• PROBLEM DESCRIPTION: Write out every line below again, requests included, and shift each pixel coordinate in the answers by adding -76 to it. Leave the pictures out.

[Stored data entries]
▼
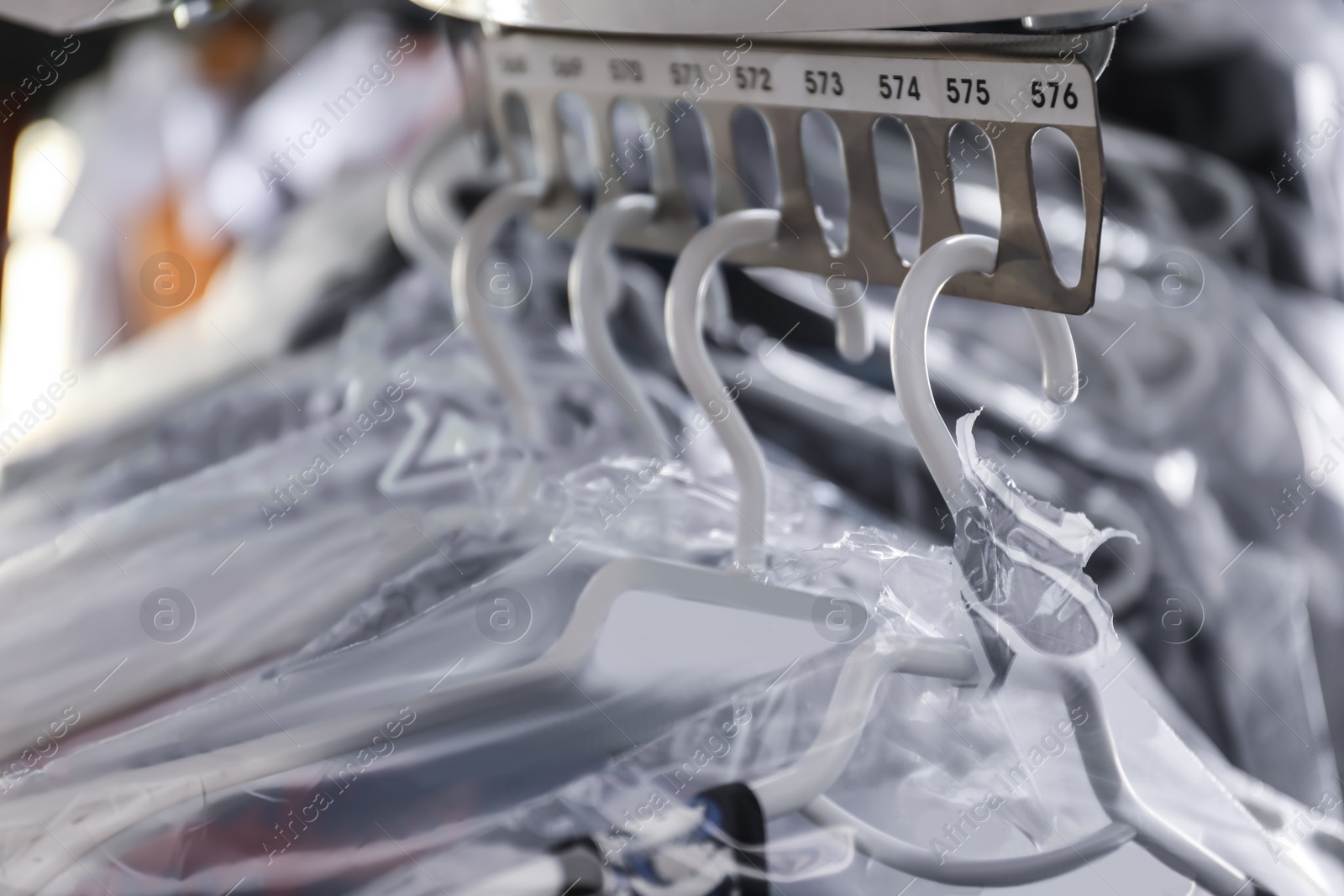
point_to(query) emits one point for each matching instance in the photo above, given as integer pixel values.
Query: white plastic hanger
(73, 821)
(595, 289)
(801, 788)
(472, 309)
▲
• SOLUTION FOR THIS PROBLEM:
point_to(query) emits one point for each matching instance in the photo above, given as integer pixel values.
Query: white plastic hanger
(-3, 745)
(519, 213)
(725, 712)
(396, 233)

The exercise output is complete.